Dataset excerpts on object pointing
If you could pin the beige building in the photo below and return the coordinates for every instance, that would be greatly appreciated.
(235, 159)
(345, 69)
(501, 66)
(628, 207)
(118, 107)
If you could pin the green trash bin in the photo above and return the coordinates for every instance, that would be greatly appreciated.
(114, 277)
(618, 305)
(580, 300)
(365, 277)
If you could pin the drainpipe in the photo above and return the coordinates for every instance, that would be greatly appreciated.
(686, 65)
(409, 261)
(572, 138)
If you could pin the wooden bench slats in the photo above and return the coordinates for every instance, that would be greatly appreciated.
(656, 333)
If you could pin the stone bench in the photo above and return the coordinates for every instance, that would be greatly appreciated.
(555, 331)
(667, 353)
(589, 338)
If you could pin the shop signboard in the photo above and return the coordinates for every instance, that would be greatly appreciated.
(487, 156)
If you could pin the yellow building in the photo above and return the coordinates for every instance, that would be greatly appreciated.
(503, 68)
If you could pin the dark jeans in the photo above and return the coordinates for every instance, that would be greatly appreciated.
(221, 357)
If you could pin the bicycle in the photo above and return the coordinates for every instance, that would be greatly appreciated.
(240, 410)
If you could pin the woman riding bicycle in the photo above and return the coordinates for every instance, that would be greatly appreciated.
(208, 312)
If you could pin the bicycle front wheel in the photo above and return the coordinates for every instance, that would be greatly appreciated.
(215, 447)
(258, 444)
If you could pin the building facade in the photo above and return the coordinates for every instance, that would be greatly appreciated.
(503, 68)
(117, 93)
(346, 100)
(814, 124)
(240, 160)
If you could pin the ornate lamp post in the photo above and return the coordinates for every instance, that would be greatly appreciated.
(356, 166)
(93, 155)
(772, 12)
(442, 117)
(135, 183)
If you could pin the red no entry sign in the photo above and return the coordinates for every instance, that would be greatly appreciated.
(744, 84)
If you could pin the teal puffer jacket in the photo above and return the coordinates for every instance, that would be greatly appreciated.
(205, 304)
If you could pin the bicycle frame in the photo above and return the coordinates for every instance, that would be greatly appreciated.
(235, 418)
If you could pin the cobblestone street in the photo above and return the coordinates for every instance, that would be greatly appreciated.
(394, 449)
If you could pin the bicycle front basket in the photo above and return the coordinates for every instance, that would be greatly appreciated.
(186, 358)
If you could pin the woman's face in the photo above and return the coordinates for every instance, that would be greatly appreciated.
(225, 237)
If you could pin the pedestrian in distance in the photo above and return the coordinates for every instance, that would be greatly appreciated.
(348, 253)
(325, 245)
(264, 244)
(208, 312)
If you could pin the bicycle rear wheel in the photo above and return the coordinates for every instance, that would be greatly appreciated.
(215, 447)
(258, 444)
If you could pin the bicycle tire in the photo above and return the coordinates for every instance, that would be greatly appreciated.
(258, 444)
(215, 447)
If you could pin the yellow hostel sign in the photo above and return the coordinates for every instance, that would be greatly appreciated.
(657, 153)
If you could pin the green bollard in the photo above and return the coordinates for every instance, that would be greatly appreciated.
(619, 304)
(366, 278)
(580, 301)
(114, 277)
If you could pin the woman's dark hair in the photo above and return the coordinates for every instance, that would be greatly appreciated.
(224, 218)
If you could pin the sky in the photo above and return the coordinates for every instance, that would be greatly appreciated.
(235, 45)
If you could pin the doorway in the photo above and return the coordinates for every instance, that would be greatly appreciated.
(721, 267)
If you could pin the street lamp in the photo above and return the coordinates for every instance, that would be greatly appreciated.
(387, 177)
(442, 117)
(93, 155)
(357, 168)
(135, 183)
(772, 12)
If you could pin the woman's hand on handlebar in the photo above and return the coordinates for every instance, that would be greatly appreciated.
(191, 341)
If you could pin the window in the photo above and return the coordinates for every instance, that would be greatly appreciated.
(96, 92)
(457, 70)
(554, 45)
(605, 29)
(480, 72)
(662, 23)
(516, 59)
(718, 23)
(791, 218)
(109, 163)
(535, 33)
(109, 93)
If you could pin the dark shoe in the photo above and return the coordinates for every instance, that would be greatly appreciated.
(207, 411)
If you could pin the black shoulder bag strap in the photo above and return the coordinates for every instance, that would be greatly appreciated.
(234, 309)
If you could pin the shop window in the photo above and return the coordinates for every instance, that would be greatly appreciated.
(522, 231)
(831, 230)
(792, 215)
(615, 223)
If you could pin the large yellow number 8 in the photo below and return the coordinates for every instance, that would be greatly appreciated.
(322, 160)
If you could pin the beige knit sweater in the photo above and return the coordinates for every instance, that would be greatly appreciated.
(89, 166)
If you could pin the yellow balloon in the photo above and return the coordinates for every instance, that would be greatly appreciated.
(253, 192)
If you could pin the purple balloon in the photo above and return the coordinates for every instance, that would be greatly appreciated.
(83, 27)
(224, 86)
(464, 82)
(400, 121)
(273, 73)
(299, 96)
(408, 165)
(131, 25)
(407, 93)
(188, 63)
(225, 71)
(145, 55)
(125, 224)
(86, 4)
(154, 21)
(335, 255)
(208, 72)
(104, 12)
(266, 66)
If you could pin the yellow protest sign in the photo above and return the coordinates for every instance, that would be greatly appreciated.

▶ Given exercise:
Give the records again with "greatly appreciated" swapped for "much appreciated" throughout, keeping all else the same.

▶ Problem solution:
If you could pin the beige building in the photo below and return the coordinates for every instance, that would be much appreciated.
(235, 159)
(345, 69)
(501, 66)
(628, 207)
(118, 107)
If you could pin the green trash bin in the photo above and return the coordinates for every instance, that would be much appreciated.
(114, 277)
(618, 305)
(580, 300)
(365, 277)
If you could pin the drainpipe in the photo above and return the coordinates for every instance, that would be much appreciated.
(686, 65)
(409, 261)
(572, 138)
If you could pin the wooden bench slats in the photo above and return the coordinates for every instance, that would be much appreciated.
(656, 333)
If you could pin the stone bench in the photo above and return the coordinates for every instance, that would be much appreciated.
(555, 331)
(667, 353)
(589, 338)
If you could pin the shop signboard in the photo above and return the coordinates for every instance, that would be much appreciated.
(487, 156)
If you could pin the yellow building in the photo above and return the coordinates for every instance, that would be much appreciated.
(503, 68)
If you could pin the dark jeans in the photo above and return the coordinates for every instance, that would be much appreciated.
(221, 357)
If you could pin the bicycle in the photo above and return the coordinates for every instance, that would be much appreciated.
(240, 410)
If you could pin the woman riding bicycle in the photo above and return the coordinates for every instance, that would be much appreciated.
(208, 312)
If you could pin the bicycle front wheel in the photo above and return the coordinates for every instance, that would be much appreciated.
(215, 447)
(258, 444)
If you could pin the building facade in the photo above and return the coordinates for every instance, that would be much appreciated.
(503, 68)
(117, 93)
(346, 100)
(814, 124)
(240, 160)
If you could pin the ornate lamp post in the photo above and return the coordinates for every instance, that would be much appreciated.
(356, 166)
(93, 155)
(772, 12)
(442, 117)
(135, 183)
If you could pin the red no entry sign in the photo above and return the coordinates for every instance, that would be much appreciated.
(744, 84)
If you could pin the teal puffer jacket in the photo above and return the coordinates for every instance, that would be much appreciated.
(205, 304)
If you could pin the bicycle frame in the photo above and return the coordinates for every instance, that would be much appreciated.
(235, 418)
If you could pin the cobblestone street in the photo above and return the coordinates for every instance, that would be much appreciated.
(394, 449)
If you could pin the bicycle front basket in the photo above and return the coordinates for every instance, that would be much appreciated.
(186, 358)
If you could pin the woman's face in the photo above and return the coordinates for every instance, that would be much appreciated.
(225, 237)
If you could pin the pedestrian in distance in the photo above and return the coordinates for every instance, that would be much appreciated.
(348, 253)
(325, 245)
(264, 244)
(208, 312)
If you could pin the bicycle rear wheel in the photo above and return the coordinates for every instance, that would be much appreciated.
(215, 447)
(258, 444)
If you could pin the bicycle tire in the photo above and return the coordinates for every instance, that would be much appreciated.
(258, 444)
(215, 447)
If you could pin the yellow hostel sign in the photo above and return the coordinates for every instance, that would be much appreciated.
(657, 153)
If you could pin the green bollard in the photo above and return the coordinates for every instance, that would be much appreciated.
(619, 304)
(366, 278)
(580, 301)
(114, 277)
If you could pin the woman's dark hair in the photo above and return the coordinates for every instance, that would be much appreciated.
(224, 218)
If you could pin the sky in the photo above and return the coordinates for every instance, that would be much appreciated.
(235, 45)
If you could pin the doorway in the photo above and return the coordinates for every instance, that would be much appreciated.
(721, 267)
If you could pin the street lamp in the photo above and return the coordinates for every instance, that would be much appreciated.
(387, 177)
(442, 117)
(93, 155)
(357, 168)
(135, 183)
(772, 12)
If you could pin the woman's hand on handlebar in the photo above and return the coordinates for every instance, that would be much appreciated.
(191, 341)
If you could pin the window in the photo above and return the coordinates for every instance, that would be much appreciated.
(96, 92)
(457, 70)
(554, 45)
(605, 29)
(480, 72)
(662, 23)
(516, 59)
(718, 23)
(791, 218)
(109, 163)
(535, 33)
(109, 93)
If you could pin the dark shoe in the photo above and return the coordinates for every instance, that would be much appreciated.
(207, 411)
If you could pin the black shoulder bag strap in the photo above and return the coordinates for every instance, that would be much appreciated.
(234, 309)
If you could pin the shop window in the photo above and return the coordinates for every instance, that would be much appreciated.
(522, 231)
(831, 230)
(792, 215)
(615, 223)
If you could pin the large yellow number 8 in the photo below and return the coordinates for every instance, that would be much appreciated.
(322, 160)
If you could pin the beige knit sweater in the photo above and return the coordinates for every instance, that would be much appreciated.
(89, 166)
If you could pin the yellow balloon in the photo above and return the coordinates for every instance, that would be much appreciated.
(253, 192)
If you could pin the purple balloon in the photo above and return the coordinates for every instance, that would be much appreciated.
(83, 27)
(224, 86)
(464, 82)
(400, 121)
(273, 73)
(299, 96)
(408, 165)
(131, 25)
(407, 93)
(188, 63)
(225, 71)
(145, 55)
(125, 224)
(86, 4)
(154, 21)
(335, 255)
(208, 72)
(104, 12)
(266, 66)
If you could pin the yellow protest sign in the photo above and return the coordinates for every instance, that would be much appreciated.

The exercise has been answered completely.